* _TASK DIRECTIONS_
Please read the course page excerpt: what language must the semester project machine be implemented in?

Icarus Verilog: HDL compiler and simulator available for download from http://bleyer.org/icarus/ and online at https://www.jdoodle.com/execute-verilog-online.
SPIM simulator: A software simulator for running MIPS32 programs available for Windows and other platforms.

Semester project: There will be a semester project to build a simplified MIPS machine. The projects will be done in teams of 2-3 people and will require four progress reports and a presentation. The machine must be implemented in HDL Verilog, tested with a sample MIPS program and properly documented. The progress reports must be submitted via Blackboard at https://ccsu.blackboard.com/.

Class Participation: Active participation in class is expected of all students. Regular attendance is also expected. If you must miss a class, try to inform the instructor of this in advance. In case of missed classes and work due to plausible reasons (such as illness or accidents) limitted assistance will be offered. Unexcused absences will result in the student being totally responsible for the make-up process.

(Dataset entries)

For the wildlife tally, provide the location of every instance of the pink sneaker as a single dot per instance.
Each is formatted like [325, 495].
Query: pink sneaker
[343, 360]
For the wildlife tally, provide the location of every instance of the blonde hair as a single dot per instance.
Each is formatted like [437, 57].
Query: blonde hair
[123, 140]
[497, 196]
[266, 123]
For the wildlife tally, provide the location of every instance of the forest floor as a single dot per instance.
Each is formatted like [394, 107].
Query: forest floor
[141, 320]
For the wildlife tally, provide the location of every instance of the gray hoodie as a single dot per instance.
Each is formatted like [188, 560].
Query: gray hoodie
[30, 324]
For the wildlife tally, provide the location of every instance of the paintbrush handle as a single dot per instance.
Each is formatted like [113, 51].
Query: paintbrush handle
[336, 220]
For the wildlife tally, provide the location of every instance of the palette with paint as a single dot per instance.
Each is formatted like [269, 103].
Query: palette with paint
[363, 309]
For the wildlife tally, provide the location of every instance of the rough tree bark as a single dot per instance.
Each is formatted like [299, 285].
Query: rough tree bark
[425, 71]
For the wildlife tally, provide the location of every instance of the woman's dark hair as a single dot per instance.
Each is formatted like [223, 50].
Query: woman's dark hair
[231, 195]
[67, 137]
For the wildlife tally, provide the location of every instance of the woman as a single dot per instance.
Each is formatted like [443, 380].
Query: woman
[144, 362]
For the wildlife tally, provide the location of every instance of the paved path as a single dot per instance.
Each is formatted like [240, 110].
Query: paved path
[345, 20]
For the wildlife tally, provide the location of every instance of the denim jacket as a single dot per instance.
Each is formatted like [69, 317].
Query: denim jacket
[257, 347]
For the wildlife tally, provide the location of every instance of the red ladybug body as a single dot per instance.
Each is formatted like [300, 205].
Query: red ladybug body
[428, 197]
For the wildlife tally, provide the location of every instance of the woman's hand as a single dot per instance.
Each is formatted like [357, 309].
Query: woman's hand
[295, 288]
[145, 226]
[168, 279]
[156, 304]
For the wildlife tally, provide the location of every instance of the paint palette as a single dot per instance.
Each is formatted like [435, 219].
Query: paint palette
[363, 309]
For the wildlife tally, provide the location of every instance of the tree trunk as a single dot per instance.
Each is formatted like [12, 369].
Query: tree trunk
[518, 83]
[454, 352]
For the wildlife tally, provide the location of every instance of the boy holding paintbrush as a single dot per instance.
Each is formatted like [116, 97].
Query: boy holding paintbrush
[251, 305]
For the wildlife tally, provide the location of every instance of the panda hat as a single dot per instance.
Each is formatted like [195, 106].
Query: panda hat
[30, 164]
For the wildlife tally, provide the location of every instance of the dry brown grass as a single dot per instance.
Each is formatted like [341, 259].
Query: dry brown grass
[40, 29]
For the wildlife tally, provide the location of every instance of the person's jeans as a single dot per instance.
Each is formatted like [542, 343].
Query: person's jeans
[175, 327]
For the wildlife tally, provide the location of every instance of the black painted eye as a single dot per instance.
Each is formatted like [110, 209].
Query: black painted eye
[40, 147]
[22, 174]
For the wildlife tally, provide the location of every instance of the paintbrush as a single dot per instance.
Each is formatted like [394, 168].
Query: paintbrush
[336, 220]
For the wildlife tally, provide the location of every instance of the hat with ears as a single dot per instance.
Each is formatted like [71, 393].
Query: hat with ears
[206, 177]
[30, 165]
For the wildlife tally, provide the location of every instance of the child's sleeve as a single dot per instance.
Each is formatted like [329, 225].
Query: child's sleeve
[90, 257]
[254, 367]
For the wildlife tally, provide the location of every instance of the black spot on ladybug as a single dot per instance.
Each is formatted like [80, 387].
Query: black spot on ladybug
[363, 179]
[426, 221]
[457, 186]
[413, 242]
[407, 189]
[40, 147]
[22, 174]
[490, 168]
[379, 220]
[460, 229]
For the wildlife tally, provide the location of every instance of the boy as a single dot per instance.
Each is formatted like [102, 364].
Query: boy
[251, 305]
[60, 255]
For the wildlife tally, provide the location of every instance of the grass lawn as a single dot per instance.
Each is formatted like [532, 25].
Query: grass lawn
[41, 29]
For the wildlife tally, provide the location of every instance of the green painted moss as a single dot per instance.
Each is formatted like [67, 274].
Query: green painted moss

* _WRITTEN ANSWER_
HDL Verilog.